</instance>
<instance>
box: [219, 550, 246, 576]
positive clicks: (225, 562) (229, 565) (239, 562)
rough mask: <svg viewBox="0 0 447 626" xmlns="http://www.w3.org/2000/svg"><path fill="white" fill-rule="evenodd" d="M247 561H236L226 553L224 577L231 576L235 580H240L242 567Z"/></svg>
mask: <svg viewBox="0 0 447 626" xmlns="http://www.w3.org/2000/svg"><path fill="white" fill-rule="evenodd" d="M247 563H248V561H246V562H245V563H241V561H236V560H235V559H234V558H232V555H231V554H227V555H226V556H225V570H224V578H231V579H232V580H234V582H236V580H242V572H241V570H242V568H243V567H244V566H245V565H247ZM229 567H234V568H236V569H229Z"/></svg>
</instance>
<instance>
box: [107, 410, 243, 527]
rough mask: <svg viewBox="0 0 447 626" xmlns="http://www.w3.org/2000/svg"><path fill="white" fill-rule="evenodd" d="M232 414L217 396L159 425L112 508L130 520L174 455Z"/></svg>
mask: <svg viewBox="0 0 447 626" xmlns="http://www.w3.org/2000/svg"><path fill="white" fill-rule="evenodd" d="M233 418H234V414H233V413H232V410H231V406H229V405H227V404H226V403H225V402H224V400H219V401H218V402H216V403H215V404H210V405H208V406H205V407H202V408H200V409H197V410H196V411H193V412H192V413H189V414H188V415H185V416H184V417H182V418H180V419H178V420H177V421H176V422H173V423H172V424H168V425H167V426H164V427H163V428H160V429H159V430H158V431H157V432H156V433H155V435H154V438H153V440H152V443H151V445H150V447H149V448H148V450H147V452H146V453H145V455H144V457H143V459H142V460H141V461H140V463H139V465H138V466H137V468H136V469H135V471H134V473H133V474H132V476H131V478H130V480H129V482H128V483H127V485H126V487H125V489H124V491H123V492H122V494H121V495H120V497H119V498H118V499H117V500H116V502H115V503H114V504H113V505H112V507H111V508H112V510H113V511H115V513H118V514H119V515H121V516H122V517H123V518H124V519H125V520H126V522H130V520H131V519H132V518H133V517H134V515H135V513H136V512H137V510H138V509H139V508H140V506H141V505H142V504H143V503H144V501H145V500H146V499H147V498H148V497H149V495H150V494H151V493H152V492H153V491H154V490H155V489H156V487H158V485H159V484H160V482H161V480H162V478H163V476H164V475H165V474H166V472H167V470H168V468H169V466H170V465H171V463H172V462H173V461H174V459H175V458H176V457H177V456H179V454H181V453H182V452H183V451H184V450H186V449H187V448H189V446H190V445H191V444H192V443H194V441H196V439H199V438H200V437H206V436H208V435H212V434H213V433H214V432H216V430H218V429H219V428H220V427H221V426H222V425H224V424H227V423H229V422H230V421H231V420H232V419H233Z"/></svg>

-------------------------

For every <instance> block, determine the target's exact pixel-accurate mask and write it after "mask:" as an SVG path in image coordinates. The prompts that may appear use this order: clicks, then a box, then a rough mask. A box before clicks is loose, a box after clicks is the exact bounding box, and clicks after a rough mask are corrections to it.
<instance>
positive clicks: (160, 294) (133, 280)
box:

-------------------------

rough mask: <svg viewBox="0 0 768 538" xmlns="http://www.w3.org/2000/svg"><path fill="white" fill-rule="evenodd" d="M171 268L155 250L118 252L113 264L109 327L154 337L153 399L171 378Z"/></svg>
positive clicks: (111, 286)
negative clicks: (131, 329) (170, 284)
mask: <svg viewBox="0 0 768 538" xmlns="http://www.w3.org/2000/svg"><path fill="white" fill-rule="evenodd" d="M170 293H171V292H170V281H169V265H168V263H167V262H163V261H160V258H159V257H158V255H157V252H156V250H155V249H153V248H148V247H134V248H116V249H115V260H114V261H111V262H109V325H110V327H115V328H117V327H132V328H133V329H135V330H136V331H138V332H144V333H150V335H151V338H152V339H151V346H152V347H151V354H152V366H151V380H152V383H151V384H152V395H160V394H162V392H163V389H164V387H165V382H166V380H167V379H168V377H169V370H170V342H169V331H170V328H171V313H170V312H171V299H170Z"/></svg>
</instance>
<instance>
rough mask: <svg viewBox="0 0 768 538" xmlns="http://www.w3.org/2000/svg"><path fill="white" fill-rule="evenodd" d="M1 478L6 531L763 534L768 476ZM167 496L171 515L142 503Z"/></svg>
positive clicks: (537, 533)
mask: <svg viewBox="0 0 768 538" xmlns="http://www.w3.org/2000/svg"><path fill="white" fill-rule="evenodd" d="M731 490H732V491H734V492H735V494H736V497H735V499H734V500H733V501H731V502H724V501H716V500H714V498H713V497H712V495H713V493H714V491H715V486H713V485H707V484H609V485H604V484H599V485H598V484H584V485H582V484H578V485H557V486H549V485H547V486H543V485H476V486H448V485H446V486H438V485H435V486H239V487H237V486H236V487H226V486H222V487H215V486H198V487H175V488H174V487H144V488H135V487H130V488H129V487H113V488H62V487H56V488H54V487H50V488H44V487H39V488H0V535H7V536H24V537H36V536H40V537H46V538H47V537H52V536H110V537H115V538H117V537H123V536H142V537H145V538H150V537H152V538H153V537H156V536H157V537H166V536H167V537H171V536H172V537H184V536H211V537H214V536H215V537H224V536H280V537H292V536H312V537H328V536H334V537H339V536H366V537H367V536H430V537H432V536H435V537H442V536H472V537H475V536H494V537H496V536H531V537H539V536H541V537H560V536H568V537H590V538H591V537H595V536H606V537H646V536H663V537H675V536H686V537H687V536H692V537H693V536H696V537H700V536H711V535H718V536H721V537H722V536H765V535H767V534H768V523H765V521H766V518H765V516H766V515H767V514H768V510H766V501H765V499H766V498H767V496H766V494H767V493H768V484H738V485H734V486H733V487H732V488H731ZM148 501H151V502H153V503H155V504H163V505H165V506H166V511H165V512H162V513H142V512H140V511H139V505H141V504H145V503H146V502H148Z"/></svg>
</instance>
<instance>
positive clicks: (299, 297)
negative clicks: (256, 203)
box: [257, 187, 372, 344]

-------------------------

Your instructions
Quote, with no alterations, the stretch of items from the line containing "268L155 250L118 252L113" through the line containing "positive clicks: (111, 286)".

Reply
rough mask: <svg viewBox="0 0 768 538" xmlns="http://www.w3.org/2000/svg"><path fill="white" fill-rule="evenodd" d="M171 268L155 250L118 252L113 264L109 327L154 337L153 399L171 378Z"/></svg>
positive clicks: (111, 286)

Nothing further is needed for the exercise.